[A few entries]
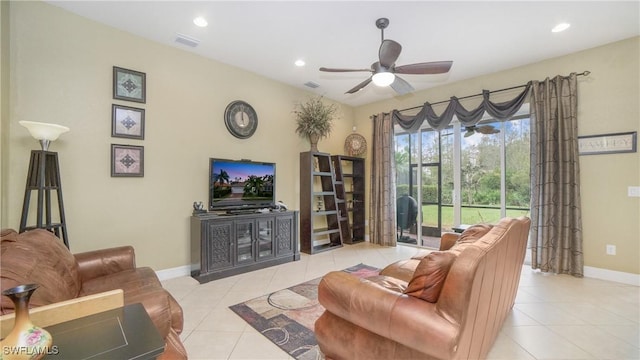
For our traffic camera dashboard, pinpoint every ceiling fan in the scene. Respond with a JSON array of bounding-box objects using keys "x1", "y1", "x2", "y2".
[
  {"x1": 320, "y1": 18, "x2": 453, "y2": 95},
  {"x1": 464, "y1": 125, "x2": 500, "y2": 137}
]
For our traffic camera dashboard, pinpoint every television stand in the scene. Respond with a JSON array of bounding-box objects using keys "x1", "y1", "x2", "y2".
[
  {"x1": 191, "y1": 208, "x2": 300, "y2": 283},
  {"x1": 227, "y1": 208, "x2": 262, "y2": 215}
]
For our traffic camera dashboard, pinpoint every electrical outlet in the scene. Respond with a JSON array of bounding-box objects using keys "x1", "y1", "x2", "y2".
[{"x1": 607, "y1": 245, "x2": 616, "y2": 255}]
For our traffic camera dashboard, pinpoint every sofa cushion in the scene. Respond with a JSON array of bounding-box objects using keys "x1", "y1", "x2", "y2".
[
  {"x1": 454, "y1": 224, "x2": 493, "y2": 246},
  {"x1": 404, "y1": 251, "x2": 457, "y2": 303},
  {"x1": 0, "y1": 229, "x2": 81, "y2": 313}
]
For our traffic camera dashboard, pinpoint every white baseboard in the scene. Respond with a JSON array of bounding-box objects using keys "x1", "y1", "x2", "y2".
[
  {"x1": 156, "y1": 260, "x2": 640, "y2": 286},
  {"x1": 584, "y1": 266, "x2": 640, "y2": 286},
  {"x1": 156, "y1": 265, "x2": 191, "y2": 281}
]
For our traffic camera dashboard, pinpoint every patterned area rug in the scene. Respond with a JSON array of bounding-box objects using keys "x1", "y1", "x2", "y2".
[{"x1": 229, "y1": 264, "x2": 380, "y2": 360}]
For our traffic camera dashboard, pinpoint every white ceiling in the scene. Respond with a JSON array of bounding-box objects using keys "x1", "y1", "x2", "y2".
[{"x1": 47, "y1": 0, "x2": 640, "y2": 106}]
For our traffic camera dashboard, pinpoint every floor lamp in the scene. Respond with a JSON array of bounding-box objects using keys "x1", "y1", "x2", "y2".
[{"x1": 19, "y1": 121, "x2": 69, "y2": 248}]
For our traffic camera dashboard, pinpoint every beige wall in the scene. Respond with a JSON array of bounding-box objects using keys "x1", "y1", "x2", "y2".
[
  {"x1": 2, "y1": 2, "x2": 353, "y2": 270},
  {"x1": 0, "y1": 1, "x2": 9, "y2": 228},
  {"x1": 355, "y1": 37, "x2": 640, "y2": 274},
  {"x1": 0, "y1": 2, "x2": 640, "y2": 274}
]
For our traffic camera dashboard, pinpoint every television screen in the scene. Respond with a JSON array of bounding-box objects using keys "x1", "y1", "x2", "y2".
[{"x1": 209, "y1": 159, "x2": 276, "y2": 210}]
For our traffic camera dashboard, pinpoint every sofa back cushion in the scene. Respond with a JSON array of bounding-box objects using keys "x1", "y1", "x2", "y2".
[
  {"x1": 404, "y1": 224, "x2": 492, "y2": 303},
  {"x1": 0, "y1": 229, "x2": 81, "y2": 314},
  {"x1": 404, "y1": 251, "x2": 456, "y2": 303}
]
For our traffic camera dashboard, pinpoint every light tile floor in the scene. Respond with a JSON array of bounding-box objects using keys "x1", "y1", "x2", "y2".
[{"x1": 163, "y1": 243, "x2": 640, "y2": 360}]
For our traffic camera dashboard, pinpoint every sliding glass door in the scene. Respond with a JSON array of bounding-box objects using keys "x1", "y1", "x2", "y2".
[{"x1": 395, "y1": 112, "x2": 530, "y2": 247}]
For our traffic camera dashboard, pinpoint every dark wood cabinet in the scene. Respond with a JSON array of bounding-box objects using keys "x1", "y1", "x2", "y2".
[
  {"x1": 191, "y1": 211, "x2": 300, "y2": 283},
  {"x1": 331, "y1": 155, "x2": 365, "y2": 244}
]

_What you will do_
Which lines in the entries above contain the word "floor"? Show each of those lines in full.

_Solution to this exercise_
For our traffic camera dashboard, pinpoint every floor lamp in the scene. Respond with a JSON array of bounding-box objects using keys "x1", "y1", "x2", "y2".
For our traffic camera dashboard, pinpoint every light tile floor in the scene. Respond with a JSON array of bounding-box objects using keys "x1", "y1", "x2", "y2".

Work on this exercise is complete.